#### Makale ####

Emsal Mahkeme Kararı İstanbul Anadolu 8. Asliye Ticaret Mahkemesi 2019/457 E. 2022/314 K. 14.04.2022 T.

Görüntülediğiniz mahkeme kararı henüz kesinleşmemiştir. Yararlı olması amacıyla eklenmiştir.

T.C. İstanbul Anadolu 8. ASLİYE TİCARET MAHKEMESİ

ESAS NO : 2019/457 Esas
KARAR NO : 2022/314

DAVA : İtirazın İptali (Kooperatif Aidat Borcundan Kaynaklanan)

#### Sağlanan Bilgiler ####

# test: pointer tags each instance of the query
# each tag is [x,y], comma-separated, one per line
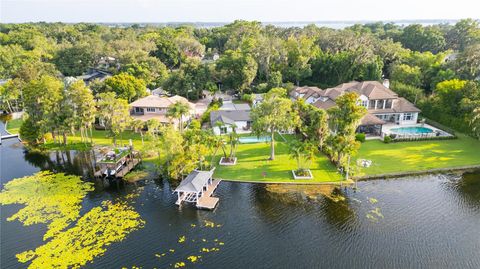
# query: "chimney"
[386,83]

####

Yazılı Görev – Mahkeme kararında "T.C. İstanbul Anadolu" sözlerinden "Aidat Borcundan Kaynaklanan)" sözlerine kadar uzanan bölümü kelimesi kelimesine aktarın.

Alıştırma Çözümü –
T.C. İstanbul Anadolu 8. ASLİYE TİCARET MAHKEMESİ

ESAS NO : 2019/457 Esas
KARAR NO : 2022/314

DAVA : İtirazın İptali (Kooperatif Aidat Borcundan Kaynaklanan)